## Passage given
__________

10 KILLED; 40 HURT, IN TROLLEY CRASH.

MOTORMAN DISOBEYS ORDERS TO WAIT AND HIS CAR IS TELESCOPED IN NIGHT COLLISION.

WOMEN AMONG THE INJURED.

MOST OF THE VICTIMS WERE RETURNING HOME FROM THE AUTO RACES AT CROWN POINT, IND.

South Bend, Ind., June 20. -- Ten persons were killed and forty injured in a wreck on the Chicago, Lake Shore & South Bend Railroad in Porter County, Indiana, last night, two of the big electric cars colliding head-on. According to General Manager H. U. Wallace, the wreck was due to disobedience of orders by Motorman GEORGE A REED of the east-bound car, who was killed.
REED received instructions at Gary to wait at Wilson, a short distance west of Baileytown, the point at which the disaster occurred, for the west bound car to pass. The impact of the cars was so great that they were reduced to a mass of wreckage.
The dead are:
GEORGE A. REED, motorman, Michigan City, Ind., formerly of Villa Grove, Ill.
RAY F. MERRIMAN, married, South Bend.
CHARLES JOHNSON, Porter, Ind.
EDWARD GILBERTSON, Porter, Ind.
A. BARBER, Hishawaka, Ind.
F. T. MOORE, residence unknown.
WILLIAM LEON, Secretary of the Dowaglac Motor Works, Dowaglac, Mich.
F. A. LAKE, President Dowaglac Motor Works, Dowaglac, Mich.
H. H. HUTSON, Niles, Mich.
CHARLES SWANTSON, Porter, Ind.
The seriously injured are:
FRED WUSTH, Chesterton, Ind.; chest crushed.
ARTHUR JOHNSON, Chesterton; skull fractured.
DELBERT E. KINNEY, Michigan City, conductor east-bound car; right arm and three ribs broken, right leg cut.
MRS. GUY STUTZMAN, Mishawaka, Ind.; hole cut in back of head and face cut by glass.

__________

## Short exercise
Reproduce the trolley crash article word for word, everything from "WOMEN AMONG THE" down to "mass of wreckage.". The records come from a different source than the trolley crash article.

[Location identification items]
__________

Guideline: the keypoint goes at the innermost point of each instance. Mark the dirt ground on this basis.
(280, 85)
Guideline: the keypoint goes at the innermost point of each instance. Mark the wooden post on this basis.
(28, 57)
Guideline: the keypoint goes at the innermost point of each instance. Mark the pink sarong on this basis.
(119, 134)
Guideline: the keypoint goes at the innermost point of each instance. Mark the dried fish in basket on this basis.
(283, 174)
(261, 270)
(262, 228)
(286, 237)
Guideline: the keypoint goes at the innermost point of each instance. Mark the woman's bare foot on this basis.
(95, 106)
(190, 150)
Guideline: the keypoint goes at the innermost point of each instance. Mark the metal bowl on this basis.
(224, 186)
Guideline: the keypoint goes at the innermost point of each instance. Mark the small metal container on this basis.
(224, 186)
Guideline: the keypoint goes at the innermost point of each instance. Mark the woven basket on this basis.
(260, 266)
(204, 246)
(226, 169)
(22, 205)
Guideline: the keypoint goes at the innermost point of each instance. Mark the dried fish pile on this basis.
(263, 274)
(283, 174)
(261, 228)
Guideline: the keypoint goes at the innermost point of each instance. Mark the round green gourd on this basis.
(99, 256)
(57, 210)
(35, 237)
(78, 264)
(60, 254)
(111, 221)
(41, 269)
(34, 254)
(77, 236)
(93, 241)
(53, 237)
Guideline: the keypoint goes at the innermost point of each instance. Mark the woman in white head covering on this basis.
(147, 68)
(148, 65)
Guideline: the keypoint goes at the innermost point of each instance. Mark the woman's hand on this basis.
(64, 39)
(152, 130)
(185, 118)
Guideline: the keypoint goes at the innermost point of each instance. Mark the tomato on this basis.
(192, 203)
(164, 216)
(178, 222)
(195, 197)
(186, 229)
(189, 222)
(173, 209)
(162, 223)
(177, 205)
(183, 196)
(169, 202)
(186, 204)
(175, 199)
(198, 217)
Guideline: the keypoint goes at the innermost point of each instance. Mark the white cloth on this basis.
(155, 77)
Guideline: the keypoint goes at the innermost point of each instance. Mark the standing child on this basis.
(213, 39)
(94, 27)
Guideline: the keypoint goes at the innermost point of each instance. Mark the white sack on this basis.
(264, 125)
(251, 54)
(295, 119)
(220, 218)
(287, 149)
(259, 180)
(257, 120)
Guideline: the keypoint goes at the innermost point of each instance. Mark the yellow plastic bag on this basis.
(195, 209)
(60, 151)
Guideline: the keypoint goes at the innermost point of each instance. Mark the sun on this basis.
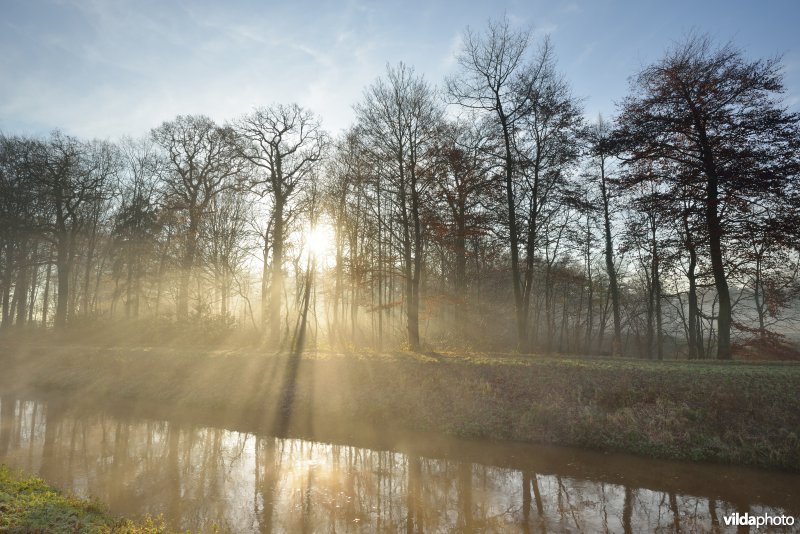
(320, 241)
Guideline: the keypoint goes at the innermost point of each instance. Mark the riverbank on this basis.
(734, 412)
(27, 504)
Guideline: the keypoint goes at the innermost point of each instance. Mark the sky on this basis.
(109, 68)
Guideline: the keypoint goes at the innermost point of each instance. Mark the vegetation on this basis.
(502, 222)
(27, 504)
(742, 413)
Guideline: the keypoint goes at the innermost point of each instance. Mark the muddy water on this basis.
(200, 477)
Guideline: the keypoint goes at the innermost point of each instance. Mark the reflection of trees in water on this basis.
(199, 477)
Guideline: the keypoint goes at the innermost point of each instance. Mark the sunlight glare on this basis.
(320, 241)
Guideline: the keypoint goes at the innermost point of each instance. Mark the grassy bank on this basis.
(27, 504)
(739, 413)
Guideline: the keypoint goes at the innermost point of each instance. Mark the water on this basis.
(199, 477)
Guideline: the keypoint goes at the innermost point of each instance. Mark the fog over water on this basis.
(199, 476)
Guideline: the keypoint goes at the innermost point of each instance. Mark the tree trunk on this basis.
(276, 283)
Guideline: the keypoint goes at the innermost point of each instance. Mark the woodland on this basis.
(483, 213)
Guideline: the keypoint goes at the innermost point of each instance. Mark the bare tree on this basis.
(400, 118)
(202, 161)
(284, 144)
(492, 66)
(712, 111)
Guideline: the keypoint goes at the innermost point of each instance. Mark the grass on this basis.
(28, 505)
(734, 412)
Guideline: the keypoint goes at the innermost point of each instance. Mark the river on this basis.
(200, 477)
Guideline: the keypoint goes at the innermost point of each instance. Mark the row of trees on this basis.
(488, 214)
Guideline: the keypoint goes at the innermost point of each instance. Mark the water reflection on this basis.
(201, 476)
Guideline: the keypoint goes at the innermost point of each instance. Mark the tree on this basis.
(400, 118)
(598, 137)
(714, 112)
(73, 178)
(202, 162)
(492, 67)
(536, 118)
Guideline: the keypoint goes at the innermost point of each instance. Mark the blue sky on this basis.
(104, 69)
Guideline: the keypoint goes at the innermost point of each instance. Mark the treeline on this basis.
(487, 214)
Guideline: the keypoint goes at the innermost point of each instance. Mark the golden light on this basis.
(320, 242)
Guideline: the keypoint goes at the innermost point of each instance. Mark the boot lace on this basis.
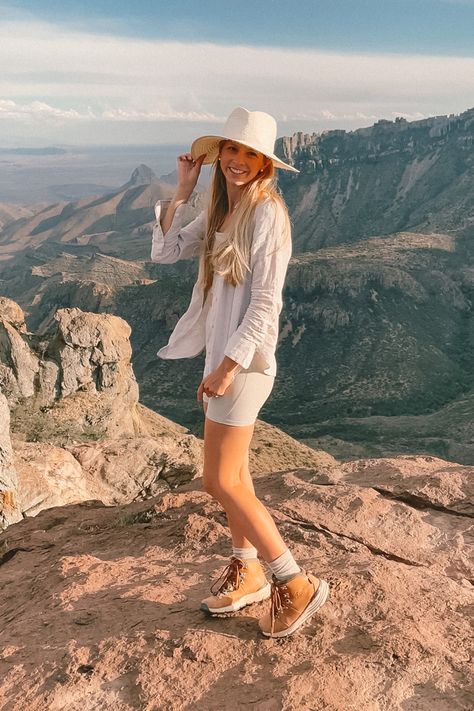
(279, 600)
(229, 579)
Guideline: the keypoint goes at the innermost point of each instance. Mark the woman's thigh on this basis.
(225, 451)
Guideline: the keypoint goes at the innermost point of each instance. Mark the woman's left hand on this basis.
(216, 383)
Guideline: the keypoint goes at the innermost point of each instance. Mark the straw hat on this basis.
(254, 129)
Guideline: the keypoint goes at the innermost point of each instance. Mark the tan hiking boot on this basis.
(293, 603)
(241, 583)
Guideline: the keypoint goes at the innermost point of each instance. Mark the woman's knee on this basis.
(219, 488)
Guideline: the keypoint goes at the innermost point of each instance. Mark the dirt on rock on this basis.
(100, 605)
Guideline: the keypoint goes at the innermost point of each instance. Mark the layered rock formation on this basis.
(101, 605)
(78, 430)
(392, 176)
(378, 303)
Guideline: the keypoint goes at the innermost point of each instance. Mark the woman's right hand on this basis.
(188, 171)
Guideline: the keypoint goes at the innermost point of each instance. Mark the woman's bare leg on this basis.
(238, 538)
(225, 447)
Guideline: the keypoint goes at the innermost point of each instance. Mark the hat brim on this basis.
(209, 145)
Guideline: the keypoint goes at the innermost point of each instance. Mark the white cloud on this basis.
(49, 74)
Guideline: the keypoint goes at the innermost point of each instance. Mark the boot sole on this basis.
(318, 601)
(258, 596)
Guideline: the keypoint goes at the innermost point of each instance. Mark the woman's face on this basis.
(240, 164)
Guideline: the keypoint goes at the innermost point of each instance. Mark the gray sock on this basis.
(285, 567)
(244, 553)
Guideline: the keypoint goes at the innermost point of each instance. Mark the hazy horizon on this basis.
(96, 72)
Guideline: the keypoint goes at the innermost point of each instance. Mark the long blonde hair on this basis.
(231, 259)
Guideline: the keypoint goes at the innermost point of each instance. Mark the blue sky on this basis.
(415, 26)
(104, 72)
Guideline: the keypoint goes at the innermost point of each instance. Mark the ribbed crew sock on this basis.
(245, 553)
(285, 567)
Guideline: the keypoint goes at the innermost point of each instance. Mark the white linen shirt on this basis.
(243, 320)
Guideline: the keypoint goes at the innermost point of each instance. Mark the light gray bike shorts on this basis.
(242, 400)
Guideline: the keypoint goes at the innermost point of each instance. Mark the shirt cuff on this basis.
(160, 247)
(240, 349)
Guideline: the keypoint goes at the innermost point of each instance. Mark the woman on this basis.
(244, 243)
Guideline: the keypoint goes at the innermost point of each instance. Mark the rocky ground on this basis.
(110, 544)
(100, 605)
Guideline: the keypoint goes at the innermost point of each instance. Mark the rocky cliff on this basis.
(390, 177)
(100, 606)
(78, 431)
(378, 302)
(112, 544)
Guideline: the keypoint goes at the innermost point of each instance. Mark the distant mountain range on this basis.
(377, 334)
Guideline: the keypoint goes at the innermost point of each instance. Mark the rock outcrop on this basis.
(9, 504)
(101, 605)
(78, 429)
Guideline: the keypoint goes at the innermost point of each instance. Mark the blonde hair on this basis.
(231, 259)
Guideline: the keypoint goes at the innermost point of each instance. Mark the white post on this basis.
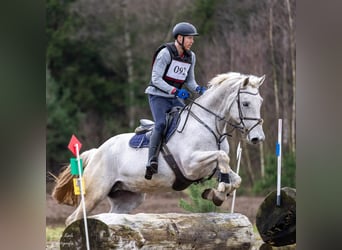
(278, 153)
(238, 157)
(82, 196)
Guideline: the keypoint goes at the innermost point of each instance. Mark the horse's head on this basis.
(246, 109)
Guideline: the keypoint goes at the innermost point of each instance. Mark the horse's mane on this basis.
(232, 79)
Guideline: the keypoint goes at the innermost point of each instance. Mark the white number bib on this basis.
(178, 70)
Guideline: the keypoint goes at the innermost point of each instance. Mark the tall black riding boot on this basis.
(153, 152)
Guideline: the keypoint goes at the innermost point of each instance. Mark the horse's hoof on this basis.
(149, 172)
(217, 201)
(207, 194)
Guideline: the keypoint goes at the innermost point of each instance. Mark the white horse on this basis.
(116, 171)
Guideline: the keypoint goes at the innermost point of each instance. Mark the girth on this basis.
(181, 181)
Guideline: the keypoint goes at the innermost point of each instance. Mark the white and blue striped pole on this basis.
(278, 153)
(238, 157)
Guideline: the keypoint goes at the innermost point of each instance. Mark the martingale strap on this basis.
(181, 181)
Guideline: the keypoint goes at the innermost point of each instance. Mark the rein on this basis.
(240, 126)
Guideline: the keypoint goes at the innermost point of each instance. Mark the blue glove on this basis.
(201, 89)
(182, 93)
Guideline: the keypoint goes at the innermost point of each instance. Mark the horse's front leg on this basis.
(228, 179)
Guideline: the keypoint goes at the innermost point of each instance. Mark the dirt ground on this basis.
(154, 203)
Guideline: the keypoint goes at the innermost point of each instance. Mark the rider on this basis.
(173, 67)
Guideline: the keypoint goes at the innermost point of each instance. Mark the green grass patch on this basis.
(54, 233)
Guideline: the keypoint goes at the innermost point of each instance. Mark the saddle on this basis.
(141, 139)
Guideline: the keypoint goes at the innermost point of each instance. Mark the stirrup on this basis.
(149, 172)
(151, 169)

__________

## Answer to the task
WOMEN AMONG THE INJURED.

MOST OF THE VICTIMS WERE RETURNING HOME FROM THE AUTO RACES AT CROWN POINT, IND.

South Bend, Ind., June 20. -- Ten persons were killed and forty injured in a wreck on the Chicago, Lake Shore & South Bend Railroad in Porter County, Indiana, last night, two of the big electric cars colliding head-on. According to General Manager H. U. Wallace, the wreck was due to disobedience of orders by Motorman GEORGE A REED of the east-bound car, who was killed.
REED received instructions at Gary to wait at Wilson, a short distance west of Baileytown, the point at which the disaster occurred, for the west bound car to pass. The impact of the cars was so great that they were reduced to a mass of wreckage.